▸ Set task
Using the forum thread below on prime triples that satisfy x(x+y)(y+z) = 140, explain in one to three sentences why x can only be 2, 5, or 7.

▸ Excerpted passage
☆ ☆ ☆
Online Course Discussion Forum

Math Challenge II-A Spring 2022 Q8.30

 
 
Picture of Mandy Chang
Math Challenge II-A Spring 2022 Q8.30
by Mandy Chang - Tuesday, May 3, 2022, 5:48 PM
 

Question 8.30:

Find all ordered triples (x,y,z)(x,y,z) of prime numbers satisfying the equation x(x+y)(y+z)=140x(x+y)(y+z)=140


We have that 140=2^2⋅5⋅7. Therefore x is either 2, 5, or 7. Why do we factor it? Are there other ways? 



 
Picture of John Lensmire
Re: Math Challenge II-A Spring 2022 Q8.30
by John Lensmire - Wednesday, May 4, 2022, 9:43 AM
 

I don't want to definitely say there are no other ways to solve, but this is a common technique anytime you're looking for integer solutions.

As a simple example, suppose you're looking at the equation $xy = 20$. In general (over the reals) this has infinitely many solutions. We could even look at the graph of $y = 20/x$ to visualize all the solutions. If we want $x$ and $y$ to be integers, however, we can take advantage of number theory. The key idea is that $x$ and $y$ both need to be factors of $20$, which narrows down the choices.

In the equation given, $x(x+y)(y+z) = 140$, we can similarly say that $x$, $(x+y)$, and$ (y+z)$ must all be factors of $140$. Since we only want prime number solutions, however, we can easily see that $x = 2$, $x = 5$, or $x = 7$ as those are the only prime factors of $140$. This allows us to reduce the problem to two variables and continue from there.

Hope this helps!
☆ ☆ ☆
▸ Provided material

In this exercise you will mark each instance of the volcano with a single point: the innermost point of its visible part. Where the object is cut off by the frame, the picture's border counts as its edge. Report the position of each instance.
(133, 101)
☆ ☆ ☆
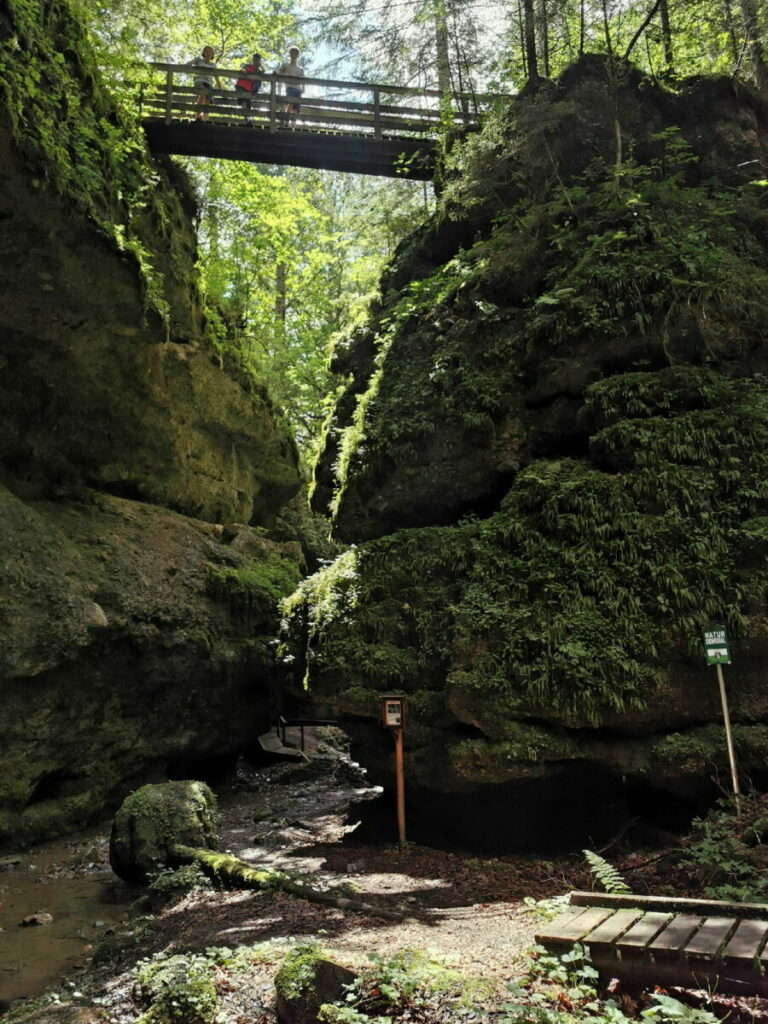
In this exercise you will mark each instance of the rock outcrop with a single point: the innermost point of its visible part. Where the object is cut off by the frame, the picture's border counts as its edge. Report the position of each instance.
☆ ☆ ☆
▸ Task result
For integer solutions, x, (x+y), and (y+z) must all be factors of 140. Since x must also be prime, it has to be one of the prime factors of 140 = 2^2·5·7. Those prime factors are only 2, 5, and 7.